TEXT SECTION:
★ ★ ★ ★ ★

Several of you have asked me questions about my blog “I’ll be the best king ever…really!”  that I posted on July 28th. Certain situations/questions have come up and I’ve thought of a few more things to say…as your king.

 

  • Anyone caught texting while driving will be tarred and feathered, and we all know that the only folks who can pull off looking hot and sexy in feathers are show girls and the handful of men who impersonate show girls.  My kingdom has room for a few liberal irregularities and a couplea nuts notwithstanding, even though it’s not my “cup of tea”.

 

  • All police cars will be equipped with machine guns mounted on the hood of their cruisers to be used during high-speed car chases.  A lot of thought will be given to the use of these weapons as bullets can enter and pass through the car and towards law abiding citizens…but car thieves be warned…you’ll look like Swiss cheese if they get you in a straight away.  Insurance companies and the TV show COPS will split the deductible costs on shot up vehicles.

 

  • Anyone crossing the throughway diagonally at a shopping center (holding up traffic as they meander) will be shot in the kiester with a small beanbag gun handled by the lot attendant.  If the offender is a senior citizen, they’ll get a free lifetime pass.

 

  • I’m putting Kool Aid into the school system.  My cousins, friends and I drank it as kids and we didn’t grow up to be bank robbers, so there.

 

  • Just be a nicer person from time to time would ya?  Stop by Dairy Queen and pick up a Blizzard for someone who’s having a tough go of it and surprise the crap out of them.  It’s nice to be nice.

 

  • I’m adding Free Chicken Wing Wednesdays to the mix.  Here’s a quick recap of the week that I have for you:  Your favorite music Mondays; Free Donut Tuesdays (Limit 3); Free Chicken Wings Wednesdays; and Free Beer Fridays (on me-your king. Limit 1).  Thursdays, Saturdays and Sundays you’re on your own.  This ain’t a socialistic state.

 

  • If all of those other countries want “foreign aid” from the United States, they’ll have to earn it quarterly and quit screwing around.  At least act like you like us.  The U.S. has plenty of problems too, how about we address those for a while, while Saudi Arabia blows a few hundred billion dollars on your problems.  As your king I’ll say this only once, “Don’t make me come over there!”

★ ★ ★ ★ ★

EXERCISES:
1. Retype the blog post word for word, starting with "Several of you" and going on through "say…as your king.".
2. In the blog post, what is the limit on Free Donut Tuesdays?

DATASET CONTENT:
★ ★ ★ ★ ★

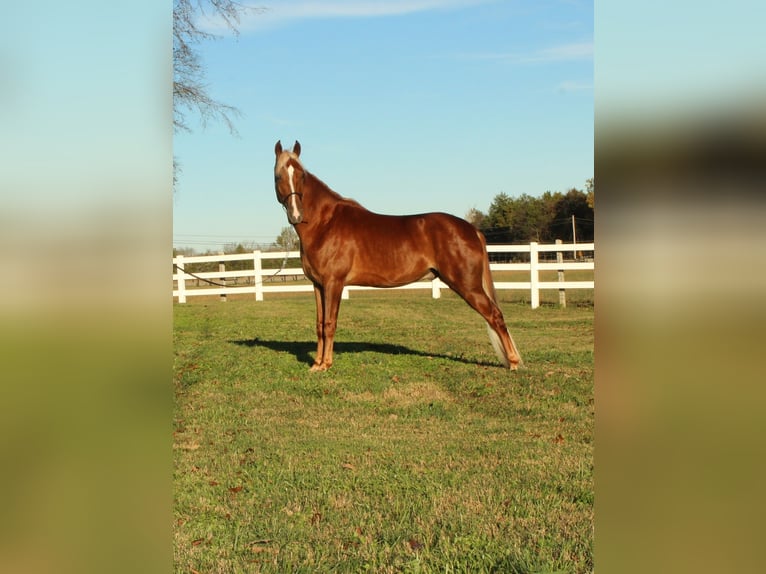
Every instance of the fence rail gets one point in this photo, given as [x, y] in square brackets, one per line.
[261, 281]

★ ★ ★ ★ ★

ANSWERS FOR THE EXERCISE:
1.
Several of you have asked me questions about my blog “I’ll be the best king ever…really!”  that I posted on July 28th. Certain situations/questions have come up and I’ve thought of a few more things to say…as your king.

2. Three donuts.